◆ Exercise brief ◆
Select from the data all lines with the word "below".

◆ Data to examine ◆
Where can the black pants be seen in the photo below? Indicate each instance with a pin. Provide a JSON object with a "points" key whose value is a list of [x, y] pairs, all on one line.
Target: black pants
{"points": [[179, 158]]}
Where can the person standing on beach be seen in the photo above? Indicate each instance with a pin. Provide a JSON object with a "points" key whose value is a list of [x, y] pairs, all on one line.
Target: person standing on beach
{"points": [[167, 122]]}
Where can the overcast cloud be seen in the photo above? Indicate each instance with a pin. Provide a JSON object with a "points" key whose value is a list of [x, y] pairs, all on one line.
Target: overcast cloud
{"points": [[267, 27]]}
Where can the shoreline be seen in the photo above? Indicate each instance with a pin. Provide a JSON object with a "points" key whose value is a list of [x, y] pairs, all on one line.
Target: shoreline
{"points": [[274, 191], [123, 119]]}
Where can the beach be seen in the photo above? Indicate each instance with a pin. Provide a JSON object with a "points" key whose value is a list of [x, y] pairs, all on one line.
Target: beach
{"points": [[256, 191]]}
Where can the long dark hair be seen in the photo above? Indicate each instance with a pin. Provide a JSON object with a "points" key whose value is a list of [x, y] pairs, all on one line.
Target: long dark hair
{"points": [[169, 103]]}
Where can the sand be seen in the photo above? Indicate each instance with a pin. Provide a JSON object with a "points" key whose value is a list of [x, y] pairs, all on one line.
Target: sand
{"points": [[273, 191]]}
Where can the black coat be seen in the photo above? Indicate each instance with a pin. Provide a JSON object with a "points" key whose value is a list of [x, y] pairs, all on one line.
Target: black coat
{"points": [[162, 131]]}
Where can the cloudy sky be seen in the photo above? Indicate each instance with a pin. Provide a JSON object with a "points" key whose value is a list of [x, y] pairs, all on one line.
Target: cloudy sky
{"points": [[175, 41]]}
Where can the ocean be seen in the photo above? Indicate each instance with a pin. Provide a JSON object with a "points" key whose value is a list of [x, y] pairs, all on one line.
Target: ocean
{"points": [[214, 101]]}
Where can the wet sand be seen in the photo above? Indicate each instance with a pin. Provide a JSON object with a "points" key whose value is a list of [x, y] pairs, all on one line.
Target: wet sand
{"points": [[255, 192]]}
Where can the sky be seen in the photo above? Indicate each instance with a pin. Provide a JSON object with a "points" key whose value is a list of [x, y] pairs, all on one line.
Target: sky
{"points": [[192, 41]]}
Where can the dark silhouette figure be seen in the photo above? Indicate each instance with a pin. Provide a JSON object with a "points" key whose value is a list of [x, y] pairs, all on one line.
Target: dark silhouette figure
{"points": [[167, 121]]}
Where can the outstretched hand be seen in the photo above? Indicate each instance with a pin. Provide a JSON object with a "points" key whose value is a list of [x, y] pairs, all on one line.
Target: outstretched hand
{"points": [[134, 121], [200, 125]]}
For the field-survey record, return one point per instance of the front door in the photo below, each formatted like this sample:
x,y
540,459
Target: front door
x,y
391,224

◆ Written answer ◆
Where can the black pants be seen in the photo below? Indicate each instance with a pin. Provide a JSON object with a "points" key whose value is a list of [x, y] pairs, all on one line.
For the field-survey record, return one point per instance of the front door in the photo below, each formatted like this sample:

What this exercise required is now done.